The task: From the survey article on CDN services, extract the stretch from "State of CDN Services Survey: A" through "their companies deliver.", copying it word for word.

Text passage:
☆ ☆ ☆ ☆ ☆ ☆ ☆
State of CDN Services Survey: A Supply and Demand Mismatch?
Last month, Akamai and Streaming Media, in conjunction with Unisphere Research, published a study highlighting media consumption behaviors by professionals in the streaming media industry.
One result that caught my attention, having crafted the survey questions and performed subsequent analysis for Akamai’s State of CDN Services, was a potential mismatch of supply and demand within the industry. More specifically, it seems that the types of content that media professionals consume is quite different from the content their companies deliver.
I’ve received some questions about this finding, based on a quote I provided for the article announcing the State of the CDN Services report. Based on those questions, and the fact that Akamai has released an infographic highlighting that and other findings from the survey, I want to detail where the potential gap appears to exist. (See the infographic at the end of this article; click on the image to display full size and to download in PDF format.)
The survey revealed that premium content accounted for 59% of all media consumption by survey respondents, which itself isn’t a surprise and is in line with general consumption trends. Far and away the dominant type of media consumption, premium content consumption trounced social media (23%) and enterprise media (13%) consumption.
Yet the content delivered by the majority of companies represented in the survey doesn't seem to follow the same trend. For instance, while a larger number of companies focus on delivering premium content than other areas, a focus on premium content delivery still only accounts for one-third of the total number of companies where survey respondents self-identified as working for a company that delivers streaming content.
Even more surprising, it seems that over a quarter of streaming media delivery companies focus on delivering enterprise content (28%), while less than 1 in 10 focus on social media delivery (8%).
In other words, social media accounted for 8 percent of content delivered from respondent’s companies—almost three times lower than those same respondents' media consumption habits for social media video content, at 23 percent.
Three potential models might explain this mismatch.
☆ ☆ ☆ ☆ ☆ ☆ ☆
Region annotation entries
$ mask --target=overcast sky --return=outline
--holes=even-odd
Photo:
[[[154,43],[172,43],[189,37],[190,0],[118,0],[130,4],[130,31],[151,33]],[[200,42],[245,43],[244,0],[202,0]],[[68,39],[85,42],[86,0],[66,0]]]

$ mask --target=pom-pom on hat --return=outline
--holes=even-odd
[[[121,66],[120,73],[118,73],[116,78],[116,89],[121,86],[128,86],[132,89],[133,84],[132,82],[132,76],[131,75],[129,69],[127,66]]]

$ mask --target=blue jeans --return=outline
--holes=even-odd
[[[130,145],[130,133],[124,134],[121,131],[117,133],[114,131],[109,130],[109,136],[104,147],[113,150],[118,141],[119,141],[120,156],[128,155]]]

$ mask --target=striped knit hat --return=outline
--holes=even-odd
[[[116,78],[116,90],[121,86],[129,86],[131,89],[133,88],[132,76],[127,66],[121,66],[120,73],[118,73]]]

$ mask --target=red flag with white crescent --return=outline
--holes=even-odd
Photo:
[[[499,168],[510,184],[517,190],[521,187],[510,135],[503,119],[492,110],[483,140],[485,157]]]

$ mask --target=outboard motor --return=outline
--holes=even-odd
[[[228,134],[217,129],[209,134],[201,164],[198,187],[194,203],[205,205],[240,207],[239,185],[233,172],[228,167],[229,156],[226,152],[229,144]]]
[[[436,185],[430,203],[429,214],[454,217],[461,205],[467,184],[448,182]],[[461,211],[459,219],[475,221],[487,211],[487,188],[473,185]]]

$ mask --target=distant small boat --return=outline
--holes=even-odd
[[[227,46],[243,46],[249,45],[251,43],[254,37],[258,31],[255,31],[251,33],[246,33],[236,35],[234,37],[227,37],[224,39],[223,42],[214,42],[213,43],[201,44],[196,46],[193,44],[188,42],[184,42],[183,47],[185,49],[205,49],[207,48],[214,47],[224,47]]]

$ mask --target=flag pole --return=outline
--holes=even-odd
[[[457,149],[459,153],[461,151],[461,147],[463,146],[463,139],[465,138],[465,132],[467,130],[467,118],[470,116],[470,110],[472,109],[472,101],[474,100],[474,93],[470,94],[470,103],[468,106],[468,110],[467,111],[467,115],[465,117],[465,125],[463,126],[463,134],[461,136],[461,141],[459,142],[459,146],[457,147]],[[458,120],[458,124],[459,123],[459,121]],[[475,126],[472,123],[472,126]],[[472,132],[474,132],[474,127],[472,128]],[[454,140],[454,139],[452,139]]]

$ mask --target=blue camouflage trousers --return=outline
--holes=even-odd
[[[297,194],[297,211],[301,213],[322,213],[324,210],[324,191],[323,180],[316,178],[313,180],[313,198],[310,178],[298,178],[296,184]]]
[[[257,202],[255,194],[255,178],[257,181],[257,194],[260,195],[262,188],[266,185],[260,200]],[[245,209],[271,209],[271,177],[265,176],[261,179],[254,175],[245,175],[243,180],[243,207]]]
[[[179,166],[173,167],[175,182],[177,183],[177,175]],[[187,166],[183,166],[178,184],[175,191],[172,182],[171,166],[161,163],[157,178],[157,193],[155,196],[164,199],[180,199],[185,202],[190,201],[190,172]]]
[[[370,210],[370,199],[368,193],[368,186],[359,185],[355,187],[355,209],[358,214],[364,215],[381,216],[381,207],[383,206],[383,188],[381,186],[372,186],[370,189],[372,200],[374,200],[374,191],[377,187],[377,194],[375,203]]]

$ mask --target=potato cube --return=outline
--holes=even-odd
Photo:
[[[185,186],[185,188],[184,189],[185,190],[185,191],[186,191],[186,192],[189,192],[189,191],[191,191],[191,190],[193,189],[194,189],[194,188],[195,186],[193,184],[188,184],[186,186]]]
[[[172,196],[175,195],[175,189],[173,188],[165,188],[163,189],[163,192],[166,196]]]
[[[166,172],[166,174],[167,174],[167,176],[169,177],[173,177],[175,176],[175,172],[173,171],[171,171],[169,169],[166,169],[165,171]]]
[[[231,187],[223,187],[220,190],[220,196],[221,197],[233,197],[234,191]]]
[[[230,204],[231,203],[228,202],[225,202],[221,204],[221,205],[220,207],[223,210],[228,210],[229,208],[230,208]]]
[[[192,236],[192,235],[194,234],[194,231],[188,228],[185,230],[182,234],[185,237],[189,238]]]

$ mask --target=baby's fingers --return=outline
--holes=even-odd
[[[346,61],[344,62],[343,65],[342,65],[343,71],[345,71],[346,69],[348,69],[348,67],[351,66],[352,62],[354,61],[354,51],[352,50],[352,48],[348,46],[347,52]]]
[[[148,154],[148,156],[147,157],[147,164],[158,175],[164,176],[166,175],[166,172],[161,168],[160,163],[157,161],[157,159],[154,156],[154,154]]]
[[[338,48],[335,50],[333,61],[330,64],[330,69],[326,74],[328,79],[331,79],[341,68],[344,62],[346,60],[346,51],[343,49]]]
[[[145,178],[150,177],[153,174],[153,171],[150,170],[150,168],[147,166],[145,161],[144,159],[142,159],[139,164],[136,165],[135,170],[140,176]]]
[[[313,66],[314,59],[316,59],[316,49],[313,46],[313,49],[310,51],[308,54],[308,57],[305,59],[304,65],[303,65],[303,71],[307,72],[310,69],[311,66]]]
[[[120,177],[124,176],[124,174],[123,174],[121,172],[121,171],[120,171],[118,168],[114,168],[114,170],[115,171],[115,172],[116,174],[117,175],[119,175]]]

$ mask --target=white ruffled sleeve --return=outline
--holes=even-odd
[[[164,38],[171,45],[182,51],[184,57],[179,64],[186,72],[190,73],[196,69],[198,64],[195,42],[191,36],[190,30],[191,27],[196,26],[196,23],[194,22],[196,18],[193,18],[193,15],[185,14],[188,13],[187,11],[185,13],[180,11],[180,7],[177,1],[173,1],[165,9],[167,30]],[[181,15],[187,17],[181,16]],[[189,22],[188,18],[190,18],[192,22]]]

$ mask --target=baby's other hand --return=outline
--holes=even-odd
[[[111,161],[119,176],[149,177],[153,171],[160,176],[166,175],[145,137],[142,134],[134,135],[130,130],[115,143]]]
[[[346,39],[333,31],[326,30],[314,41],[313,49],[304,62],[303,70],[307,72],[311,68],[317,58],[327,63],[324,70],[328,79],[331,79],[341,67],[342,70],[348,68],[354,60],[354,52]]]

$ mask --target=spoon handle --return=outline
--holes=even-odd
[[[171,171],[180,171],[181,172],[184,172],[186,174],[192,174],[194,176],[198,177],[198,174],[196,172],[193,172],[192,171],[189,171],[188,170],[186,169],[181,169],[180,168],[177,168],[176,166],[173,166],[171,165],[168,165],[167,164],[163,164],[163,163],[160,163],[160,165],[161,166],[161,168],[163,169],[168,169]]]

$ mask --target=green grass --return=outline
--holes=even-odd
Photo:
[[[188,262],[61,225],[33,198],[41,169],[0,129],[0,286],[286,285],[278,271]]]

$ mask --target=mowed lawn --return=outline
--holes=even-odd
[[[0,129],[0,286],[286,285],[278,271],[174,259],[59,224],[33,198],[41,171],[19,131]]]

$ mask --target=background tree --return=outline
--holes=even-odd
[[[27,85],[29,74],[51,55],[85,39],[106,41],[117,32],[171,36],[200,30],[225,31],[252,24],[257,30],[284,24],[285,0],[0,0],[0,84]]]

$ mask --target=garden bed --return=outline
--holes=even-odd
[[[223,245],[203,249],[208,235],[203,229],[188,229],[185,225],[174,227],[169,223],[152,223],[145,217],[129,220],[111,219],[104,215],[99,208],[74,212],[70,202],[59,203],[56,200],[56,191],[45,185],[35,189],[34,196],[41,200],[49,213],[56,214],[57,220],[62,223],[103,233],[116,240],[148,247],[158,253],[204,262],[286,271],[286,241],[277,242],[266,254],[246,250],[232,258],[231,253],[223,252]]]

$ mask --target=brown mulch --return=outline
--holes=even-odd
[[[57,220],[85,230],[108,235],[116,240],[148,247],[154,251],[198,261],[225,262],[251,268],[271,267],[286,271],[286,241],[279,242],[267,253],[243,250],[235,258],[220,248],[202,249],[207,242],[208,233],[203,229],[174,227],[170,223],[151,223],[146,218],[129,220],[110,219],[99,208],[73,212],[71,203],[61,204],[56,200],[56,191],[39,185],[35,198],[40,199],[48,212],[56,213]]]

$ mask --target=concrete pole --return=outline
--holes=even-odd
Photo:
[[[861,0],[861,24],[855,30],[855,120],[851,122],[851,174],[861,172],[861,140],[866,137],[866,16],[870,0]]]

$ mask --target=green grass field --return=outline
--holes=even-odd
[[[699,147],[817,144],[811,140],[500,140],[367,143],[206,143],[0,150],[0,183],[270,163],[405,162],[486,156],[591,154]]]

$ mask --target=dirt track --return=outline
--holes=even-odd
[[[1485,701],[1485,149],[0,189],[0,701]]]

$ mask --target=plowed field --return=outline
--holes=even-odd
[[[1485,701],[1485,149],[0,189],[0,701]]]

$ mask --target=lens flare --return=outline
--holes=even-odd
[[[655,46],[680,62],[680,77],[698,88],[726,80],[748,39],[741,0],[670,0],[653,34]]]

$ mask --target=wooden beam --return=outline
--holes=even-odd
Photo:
☆ ☆ ☆ ☆ ☆ ☆ ☆
Exercise response:
State of CDN Services Survey: A Supply and Demand Mismatch?
Last month, Akamai and Streaming Media, in conjunction with Unisphere Research, published a study highlighting media consumption behaviors by professionals in the streaming media industry.
One result that caught my attention, having crafted the survey questions and performed subsequent analysis for Akamai’s State of CDN Services, was a potential mismatch of supply and demand within the industry. More specifically, it seems that the types of content that media professionals consume is quite different from the content their companies deliver.